-- START --

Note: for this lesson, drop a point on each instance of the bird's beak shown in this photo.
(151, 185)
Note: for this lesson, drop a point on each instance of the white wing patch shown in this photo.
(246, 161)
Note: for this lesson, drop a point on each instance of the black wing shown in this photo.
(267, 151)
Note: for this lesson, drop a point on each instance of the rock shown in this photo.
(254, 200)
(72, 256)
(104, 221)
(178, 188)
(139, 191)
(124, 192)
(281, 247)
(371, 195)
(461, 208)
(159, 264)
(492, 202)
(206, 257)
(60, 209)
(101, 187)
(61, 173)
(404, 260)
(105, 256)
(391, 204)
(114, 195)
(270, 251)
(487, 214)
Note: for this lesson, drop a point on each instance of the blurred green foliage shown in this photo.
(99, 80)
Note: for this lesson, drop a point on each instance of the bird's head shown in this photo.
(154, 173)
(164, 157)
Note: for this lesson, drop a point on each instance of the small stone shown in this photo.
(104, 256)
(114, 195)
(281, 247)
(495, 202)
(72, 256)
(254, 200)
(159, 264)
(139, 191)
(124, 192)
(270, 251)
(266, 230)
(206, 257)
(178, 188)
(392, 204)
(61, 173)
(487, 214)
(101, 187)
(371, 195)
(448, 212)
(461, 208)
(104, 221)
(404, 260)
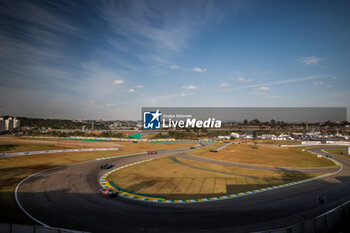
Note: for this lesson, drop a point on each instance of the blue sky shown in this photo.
(107, 59)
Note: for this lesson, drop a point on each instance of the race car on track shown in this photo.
(108, 192)
(107, 166)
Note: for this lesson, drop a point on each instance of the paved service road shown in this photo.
(67, 197)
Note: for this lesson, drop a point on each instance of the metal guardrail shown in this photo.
(19, 228)
(333, 221)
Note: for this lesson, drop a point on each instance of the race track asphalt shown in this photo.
(67, 197)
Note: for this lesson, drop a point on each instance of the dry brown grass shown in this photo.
(14, 169)
(265, 155)
(176, 181)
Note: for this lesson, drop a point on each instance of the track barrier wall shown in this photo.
(19, 228)
(167, 140)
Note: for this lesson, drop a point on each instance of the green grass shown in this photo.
(340, 152)
(14, 169)
(21, 147)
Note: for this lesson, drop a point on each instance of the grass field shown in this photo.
(173, 180)
(340, 152)
(264, 155)
(14, 169)
(18, 147)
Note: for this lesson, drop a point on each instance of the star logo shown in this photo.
(152, 119)
(156, 115)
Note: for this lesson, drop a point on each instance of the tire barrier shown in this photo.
(143, 197)
(166, 140)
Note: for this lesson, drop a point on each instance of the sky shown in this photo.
(107, 59)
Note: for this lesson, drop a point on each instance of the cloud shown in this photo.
(189, 87)
(118, 82)
(309, 60)
(262, 89)
(174, 67)
(242, 80)
(197, 69)
(286, 81)
(223, 85)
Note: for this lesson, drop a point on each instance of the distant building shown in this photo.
(9, 123)
(235, 135)
(16, 123)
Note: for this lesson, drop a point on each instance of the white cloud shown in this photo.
(309, 60)
(197, 69)
(242, 80)
(262, 89)
(286, 81)
(174, 67)
(189, 87)
(118, 82)
(223, 85)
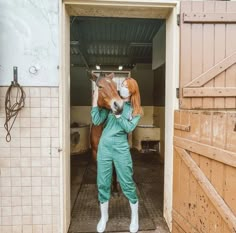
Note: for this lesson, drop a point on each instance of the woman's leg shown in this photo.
(104, 175)
(124, 169)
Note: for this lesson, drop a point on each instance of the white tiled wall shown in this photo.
(29, 165)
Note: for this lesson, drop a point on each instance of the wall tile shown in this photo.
(29, 165)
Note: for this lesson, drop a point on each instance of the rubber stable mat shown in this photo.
(152, 196)
(86, 212)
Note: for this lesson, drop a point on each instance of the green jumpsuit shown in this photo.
(113, 147)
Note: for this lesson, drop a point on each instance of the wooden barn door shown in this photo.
(204, 188)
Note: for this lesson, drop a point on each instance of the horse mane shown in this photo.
(135, 96)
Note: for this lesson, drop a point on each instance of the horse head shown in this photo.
(108, 96)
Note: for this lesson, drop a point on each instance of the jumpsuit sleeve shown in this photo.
(98, 115)
(128, 125)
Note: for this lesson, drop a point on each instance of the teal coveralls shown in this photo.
(113, 147)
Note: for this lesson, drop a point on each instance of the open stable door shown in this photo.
(204, 179)
(65, 120)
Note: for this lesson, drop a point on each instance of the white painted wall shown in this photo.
(159, 48)
(29, 37)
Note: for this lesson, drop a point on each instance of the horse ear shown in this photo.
(92, 76)
(111, 76)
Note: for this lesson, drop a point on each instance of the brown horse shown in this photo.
(108, 98)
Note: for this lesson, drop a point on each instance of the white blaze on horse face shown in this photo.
(108, 80)
(117, 106)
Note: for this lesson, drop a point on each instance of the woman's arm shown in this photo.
(128, 125)
(99, 115)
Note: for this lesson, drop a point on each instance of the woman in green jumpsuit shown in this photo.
(114, 148)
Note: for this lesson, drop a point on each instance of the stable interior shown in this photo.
(138, 45)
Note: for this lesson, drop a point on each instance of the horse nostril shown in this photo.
(116, 105)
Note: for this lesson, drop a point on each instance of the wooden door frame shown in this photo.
(119, 8)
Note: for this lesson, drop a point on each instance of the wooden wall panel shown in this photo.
(230, 187)
(215, 129)
(202, 46)
(195, 211)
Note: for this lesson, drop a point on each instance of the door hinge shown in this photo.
(177, 93)
(178, 19)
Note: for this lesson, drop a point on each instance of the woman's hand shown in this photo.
(95, 97)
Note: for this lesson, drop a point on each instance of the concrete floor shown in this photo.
(148, 176)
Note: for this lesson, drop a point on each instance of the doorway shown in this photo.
(108, 9)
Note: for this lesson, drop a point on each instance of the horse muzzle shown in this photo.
(117, 107)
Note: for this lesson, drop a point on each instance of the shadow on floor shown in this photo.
(148, 176)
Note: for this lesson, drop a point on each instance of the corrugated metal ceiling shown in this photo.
(112, 41)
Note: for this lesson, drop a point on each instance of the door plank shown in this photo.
(197, 51)
(217, 69)
(210, 91)
(208, 51)
(230, 80)
(200, 17)
(186, 55)
(208, 151)
(220, 30)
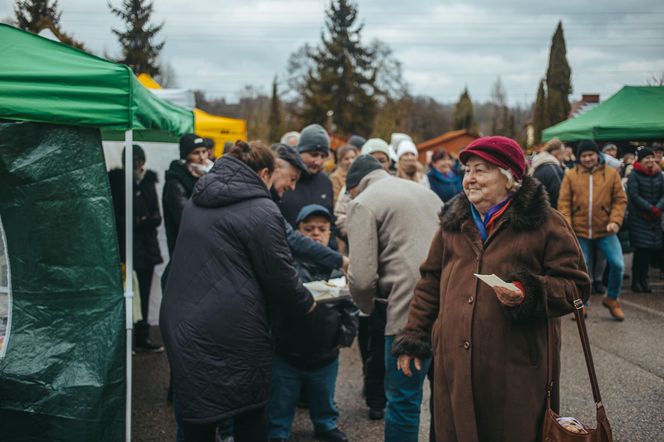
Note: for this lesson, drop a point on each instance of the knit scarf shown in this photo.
(639, 168)
(485, 226)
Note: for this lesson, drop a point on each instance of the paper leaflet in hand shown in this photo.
(494, 281)
(329, 291)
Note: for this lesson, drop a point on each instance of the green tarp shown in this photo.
(63, 375)
(46, 81)
(634, 113)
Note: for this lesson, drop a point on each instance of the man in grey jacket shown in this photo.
(391, 223)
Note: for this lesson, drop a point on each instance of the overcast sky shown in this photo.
(220, 46)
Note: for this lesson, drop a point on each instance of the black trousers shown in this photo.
(250, 426)
(142, 328)
(373, 356)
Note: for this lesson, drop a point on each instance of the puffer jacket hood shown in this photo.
(230, 181)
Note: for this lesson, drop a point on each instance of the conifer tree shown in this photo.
(558, 82)
(540, 121)
(31, 14)
(37, 15)
(342, 77)
(463, 116)
(274, 120)
(139, 51)
(500, 111)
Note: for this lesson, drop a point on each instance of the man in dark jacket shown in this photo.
(231, 260)
(314, 187)
(289, 168)
(146, 246)
(547, 168)
(307, 353)
(181, 177)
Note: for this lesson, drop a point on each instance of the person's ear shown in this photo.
(265, 176)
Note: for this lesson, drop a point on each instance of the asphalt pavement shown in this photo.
(629, 359)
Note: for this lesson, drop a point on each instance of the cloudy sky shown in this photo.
(220, 46)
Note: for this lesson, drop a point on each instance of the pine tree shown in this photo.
(500, 112)
(343, 76)
(463, 116)
(37, 15)
(274, 120)
(31, 14)
(139, 51)
(558, 83)
(540, 121)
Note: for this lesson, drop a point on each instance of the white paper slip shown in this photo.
(494, 281)
(328, 291)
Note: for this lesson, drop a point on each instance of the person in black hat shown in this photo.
(181, 177)
(289, 167)
(307, 352)
(145, 245)
(314, 187)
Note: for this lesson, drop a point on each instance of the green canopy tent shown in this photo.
(42, 81)
(633, 113)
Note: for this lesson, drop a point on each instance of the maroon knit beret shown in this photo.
(500, 151)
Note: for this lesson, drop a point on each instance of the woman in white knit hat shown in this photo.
(408, 167)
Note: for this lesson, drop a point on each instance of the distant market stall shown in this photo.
(635, 113)
(65, 366)
(219, 129)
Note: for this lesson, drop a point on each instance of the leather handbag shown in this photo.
(557, 429)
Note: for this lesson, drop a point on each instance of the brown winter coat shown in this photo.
(490, 360)
(608, 200)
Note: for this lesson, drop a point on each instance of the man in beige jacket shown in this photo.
(593, 202)
(391, 223)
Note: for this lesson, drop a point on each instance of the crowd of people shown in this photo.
(247, 343)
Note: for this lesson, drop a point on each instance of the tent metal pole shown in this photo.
(129, 267)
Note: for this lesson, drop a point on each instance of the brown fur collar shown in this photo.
(530, 208)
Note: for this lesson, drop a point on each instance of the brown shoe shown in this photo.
(614, 308)
(584, 312)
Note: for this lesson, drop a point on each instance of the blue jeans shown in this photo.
(404, 398)
(285, 393)
(609, 246)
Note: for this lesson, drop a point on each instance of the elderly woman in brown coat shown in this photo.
(489, 344)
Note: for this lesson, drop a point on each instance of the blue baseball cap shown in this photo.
(312, 209)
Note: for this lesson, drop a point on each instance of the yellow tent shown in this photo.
(219, 129)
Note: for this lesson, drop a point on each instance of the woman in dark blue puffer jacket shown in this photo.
(645, 189)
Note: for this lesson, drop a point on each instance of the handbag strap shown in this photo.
(585, 343)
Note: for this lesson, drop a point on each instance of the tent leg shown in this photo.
(129, 261)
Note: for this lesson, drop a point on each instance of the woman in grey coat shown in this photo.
(645, 188)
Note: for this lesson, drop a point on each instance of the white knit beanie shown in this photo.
(375, 145)
(406, 146)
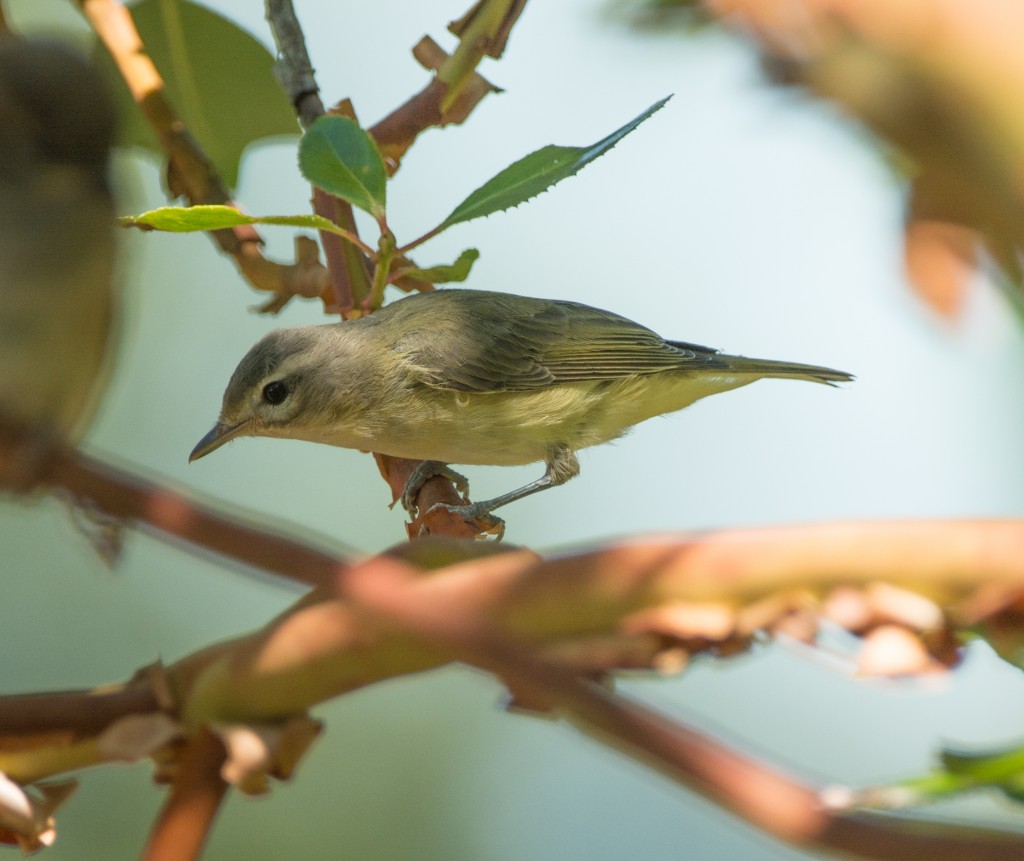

-- END --

# [DIRECTIVE]
State how many lines in the data above contain the string "dark", treating uppercase and lowercase as distinct. Give the number alone.

# [TASK SOLUTION]
2